[Отрывок]
И вот он снова в Москве, где астрономы и геофизики спорят о его теории. Как же возможно беречься? Это тем более нелепо, что Шмидт знает: к его возвращению готовились и единомышленники и оппоненты. На начало июня в Государственном астрономическом институте назначен доклад. Уже вывешены объявления, разосланы повестки. И тут врачи восстают: Шмидту еще нельзя помногу говорить. Он не может с ходу одолеть их напор и сдается: ладно, пусть снимают доклад. Но письма противников, их статьи в печати, на которые он уже знает, что возразить, побуждают к немедленному действию. Нет, он не имеет права отказаться от доклада, он должен защитить свое детище. Молчание будет походить на предательство. И Шмидт торопливо — чтоб не опоздать, чтобы в Астрономический институт не сообщили о его отказе — пишет карандашом записку Козловской: «Дорогая Софья Владиславовна! Обдумав положение, я пришел к выводу, что доклад в ГАИШ должен состояться при любых условиях. Беречь горло буду до и после. Прошу Вас поэтому ничего не говорить об отмене…»

[Предоставленные записи]

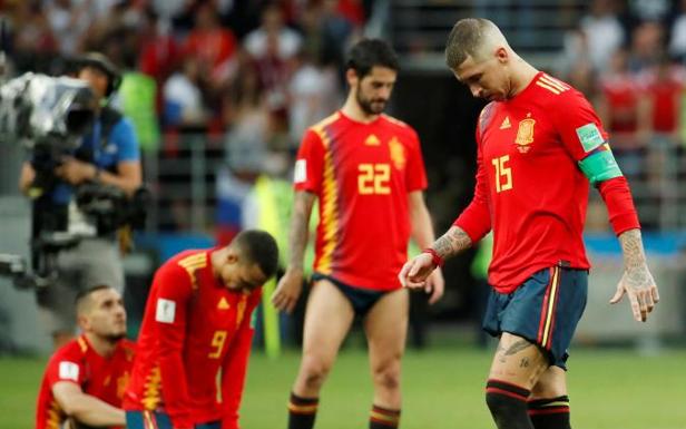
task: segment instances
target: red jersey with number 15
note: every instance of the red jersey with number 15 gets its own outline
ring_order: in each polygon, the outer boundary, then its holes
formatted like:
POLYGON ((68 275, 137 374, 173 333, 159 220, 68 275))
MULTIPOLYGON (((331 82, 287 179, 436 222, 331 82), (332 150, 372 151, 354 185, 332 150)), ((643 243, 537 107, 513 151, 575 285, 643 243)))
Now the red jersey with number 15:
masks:
POLYGON ((386 115, 364 124, 336 111, 305 133, 294 179, 318 197, 314 271, 362 289, 400 287, 408 194, 427 187, 416 133, 386 115))
POLYGON ((484 107, 474 197, 454 224, 472 242, 492 227, 489 282, 497 291, 509 293, 547 266, 589 267, 589 183, 578 162, 607 139, 588 100, 543 72, 516 97, 484 107))
POLYGON ((214 276, 210 255, 182 252, 157 270, 125 410, 166 412, 175 428, 212 421, 223 429, 238 427, 251 314, 262 290, 229 291, 214 276))

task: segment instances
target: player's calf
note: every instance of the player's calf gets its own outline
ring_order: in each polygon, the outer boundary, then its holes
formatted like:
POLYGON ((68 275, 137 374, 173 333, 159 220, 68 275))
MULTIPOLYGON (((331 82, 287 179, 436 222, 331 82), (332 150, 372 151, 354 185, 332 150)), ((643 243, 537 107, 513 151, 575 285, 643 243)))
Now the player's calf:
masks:
POLYGON ((400 425, 400 410, 373 406, 370 413, 370 429, 395 429, 400 425))
POLYGON ((571 429, 567 396, 529 401, 528 408, 535 429, 571 429))
POLYGON ((490 379, 486 384, 486 403, 498 429, 535 429, 528 415, 530 391, 519 386, 490 379))
POLYGON ((318 404, 318 398, 303 398, 291 393, 291 400, 288 401, 288 429, 312 429, 318 404))
POLYGON ((320 358, 305 355, 301 365, 294 391, 303 397, 316 397, 331 371, 332 364, 320 358))

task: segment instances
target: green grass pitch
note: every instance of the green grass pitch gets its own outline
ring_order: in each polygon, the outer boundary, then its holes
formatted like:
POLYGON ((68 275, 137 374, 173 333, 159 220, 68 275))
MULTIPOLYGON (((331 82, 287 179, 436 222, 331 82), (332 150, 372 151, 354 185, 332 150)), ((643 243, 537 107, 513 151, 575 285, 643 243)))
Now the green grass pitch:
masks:
MULTIPOLYGON (((401 428, 492 429, 483 401, 490 351, 409 351, 403 365, 401 428)), ((0 429, 33 425, 45 359, 0 358, 0 429)), ((286 400, 298 354, 252 358, 243 429, 286 426, 286 400)), ((569 362, 572 426, 579 429, 686 429, 686 351, 654 357, 631 350, 581 349, 569 362)), ((364 350, 343 351, 322 392, 317 429, 364 429, 371 387, 364 350)))

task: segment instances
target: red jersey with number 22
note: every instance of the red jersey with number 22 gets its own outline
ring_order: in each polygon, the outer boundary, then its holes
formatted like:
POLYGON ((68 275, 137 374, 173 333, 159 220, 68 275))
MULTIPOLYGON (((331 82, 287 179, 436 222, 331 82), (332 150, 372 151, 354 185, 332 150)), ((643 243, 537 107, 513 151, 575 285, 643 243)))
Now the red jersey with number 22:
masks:
POLYGON ((547 266, 590 266, 582 241, 589 183, 577 163, 607 139, 588 100, 543 72, 483 108, 474 197, 454 224, 474 243, 492 227, 497 291, 509 293, 547 266))
POLYGON ((314 271, 351 286, 399 289, 408 194, 427 187, 414 129, 386 115, 364 124, 336 111, 305 133, 294 176, 296 191, 318 197, 314 271))

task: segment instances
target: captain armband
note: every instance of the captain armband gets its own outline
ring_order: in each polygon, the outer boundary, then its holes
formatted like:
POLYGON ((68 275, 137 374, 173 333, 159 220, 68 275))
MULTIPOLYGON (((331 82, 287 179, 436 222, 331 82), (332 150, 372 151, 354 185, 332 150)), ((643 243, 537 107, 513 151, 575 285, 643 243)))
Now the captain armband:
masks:
POLYGON ((598 147, 586 158, 581 159, 579 168, 581 168, 581 172, 584 172, 594 186, 610 178, 624 176, 607 144, 598 147))

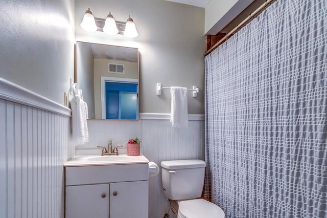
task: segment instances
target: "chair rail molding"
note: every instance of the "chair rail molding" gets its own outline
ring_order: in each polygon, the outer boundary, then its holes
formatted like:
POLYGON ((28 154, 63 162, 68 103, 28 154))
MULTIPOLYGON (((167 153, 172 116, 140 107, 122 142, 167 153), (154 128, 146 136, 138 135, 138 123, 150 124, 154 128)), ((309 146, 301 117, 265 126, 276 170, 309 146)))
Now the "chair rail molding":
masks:
POLYGON ((72 111, 52 100, 0 78, 0 98, 66 116, 72 111))

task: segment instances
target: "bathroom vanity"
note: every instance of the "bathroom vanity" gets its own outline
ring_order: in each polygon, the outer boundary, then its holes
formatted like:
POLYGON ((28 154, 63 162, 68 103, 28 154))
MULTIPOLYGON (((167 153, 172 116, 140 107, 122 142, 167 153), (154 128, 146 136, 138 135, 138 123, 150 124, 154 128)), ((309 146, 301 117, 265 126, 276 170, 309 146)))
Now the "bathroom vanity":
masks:
POLYGON ((148 217, 148 163, 120 155, 66 162, 66 218, 148 217))

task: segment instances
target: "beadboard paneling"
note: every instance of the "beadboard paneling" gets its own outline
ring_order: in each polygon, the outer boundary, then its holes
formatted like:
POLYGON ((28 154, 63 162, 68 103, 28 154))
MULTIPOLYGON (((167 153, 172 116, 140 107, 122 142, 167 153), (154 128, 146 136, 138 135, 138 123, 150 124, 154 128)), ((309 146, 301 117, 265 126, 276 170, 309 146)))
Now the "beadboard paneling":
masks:
MULTIPOLYGON (((169 120, 142 120, 144 155, 160 166, 164 160, 204 158, 204 121, 189 121, 188 128, 171 127, 169 120)), ((168 202, 162 190, 160 172, 149 178, 149 217, 162 217, 168 202)), ((170 217, 174 217, 171 212, 170 217)))
POLYGON ((0 99, 0 217, 63 217, 70 118, 0 99))
MULTIPOLYGON (((173 128, 169 119, 146 118, 130 121, 88 120, 89 142, 77 149, 92 149, 106 145, 126 147, 128 139, 139 137, 144 155, 158 166, 163 160, 204 158, 204 121, 189 120, 188 128, 173 128)), ((161 118, 160 116, 159 118, 161 118)), ((99 149, 99 154, 101 149, 99 149)), ((161 188, 161 173, 149 178, 149 217, 162 217, 168 207, 161 188)), ((170 217, 174 217, 170 213, 170 217)))
POLYGON ((106 147, 109 137, 111 137, 112 148, 118 145, 126 147, 128 139, 141 137, 141 126, 139 120, 87 120, 89 142, 76 146, 76 149, 95 149, 97 145, 106 147))

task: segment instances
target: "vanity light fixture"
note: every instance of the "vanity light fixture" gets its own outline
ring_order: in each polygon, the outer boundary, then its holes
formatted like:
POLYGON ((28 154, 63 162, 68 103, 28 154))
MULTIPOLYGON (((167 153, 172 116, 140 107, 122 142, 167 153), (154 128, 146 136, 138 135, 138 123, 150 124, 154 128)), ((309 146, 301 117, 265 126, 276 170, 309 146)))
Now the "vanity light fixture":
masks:
POLYGON ((81 27, 88 32, 95 32, 98 30, 93 14, 90 11, 89 8, 88 10, 85 11, 85 14, 83 17, 83 20, 81 23, 81 27))
POLYGON ((106 18, 104 27, 103 27, 102 31, 108 35, 116 35, 118 33, 118 29, 117 29, 116 21, 114 19, 113 19, 113 16, 111 15, 110 11, 106 18))
POLYGON ((124 35, 128 38, 135 38, 138 35, 134 20, 131 18, 131 15, 129 15, 127 18, 124 35))
POLYGON ((128 38, 135 38, 138 36, 138 33, 134 23, 134 20, 128 16, 127 21, 122 22, 115 21, 113 16, 109 11, 107 18, 104 19, 94 17, 90 9, 85 12, 81 23, 81 27, 87 31, 102 31, 108 35, 117 34, 124 35, 128 38))

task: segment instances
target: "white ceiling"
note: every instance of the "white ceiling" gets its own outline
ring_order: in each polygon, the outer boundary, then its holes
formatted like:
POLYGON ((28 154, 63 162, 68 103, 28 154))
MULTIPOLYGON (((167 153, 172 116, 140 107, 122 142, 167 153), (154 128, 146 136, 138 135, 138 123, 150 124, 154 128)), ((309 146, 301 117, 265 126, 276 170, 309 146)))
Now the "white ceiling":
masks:
POLYGON ((91 44, 95 58, 137 62, 137 49, 101 44, 91 44))
POLYGON ((185 4, 194 6, 205 8, 210 0, 166 0, 169 2, 177 2, 177 3, 185 4))

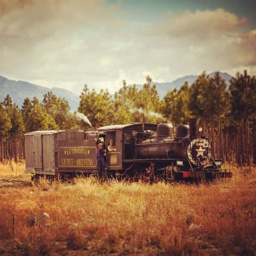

[Вопросы к тексту]
- A) Ответьте на вопросы по отрывку о Шмидте:
(i) В каком учреждении на начало июня назначен доклад Шмидта?
(ii) Почему врачи восстают против доклада?
(iii) Кому и чем Шмидт пишет записку?
- B) Допишите продолжение отрывка о Шмидте с того места, где он обрывается.

[Ответы]
- A)
(i) В Государственном астрономическом институте.
(ii) Шмидту еще нельзя помногу говорить.
(iii) Софье Владиславовне Козловской, карандашом.

- B)
И он делает доклад, выступает в прениях, парирует возражения оппонентов. Его речь, как всегда, блистательна, в ней все прежнее: неожиданные идеи, четкие аргументы, изящная колкость острот, взрывной темперамент. И никто из сотен людей, сидящих в зале, не может поверить, что этот человек только несколько часов назад встал с постели, что после окончания диспута он — ценой невероятных усилий — доберется до дому и свалится опять в постель. Потом несколько дней будет приходить в себя и говорить шепотом, а то и вовсе молчать и только писать коротенькие записки на вырванных из блокнота листках.
Иногда на недели мир суживается для него до размеров квартиры, комнаты, кровати. Но и это чаще всего не потерянные дни. Он продолжает работать над своей космогонией.
А когда болезнь отступает, когда хватает сил на то, чтобы встать, надеть костюм, завязать галстук и старательно бодрым шагом (чтобы жена не остановила) дойти до лифта, Шмидт садится в машину и едет в институт. Ведь он — директор, и отнюдь не формальный директор, ни один важный вопрос жизни Института теоретической геофизики не решается без его участия.
Причем в этом качестве он отнюдь не всегда — сплошная гуманность и доброта. Когда нужно, Шмидт умеет показать силу своего гнева, умеет «культурно выпороть», как некогда заметил пилот самолета-разведчика Павел Головин.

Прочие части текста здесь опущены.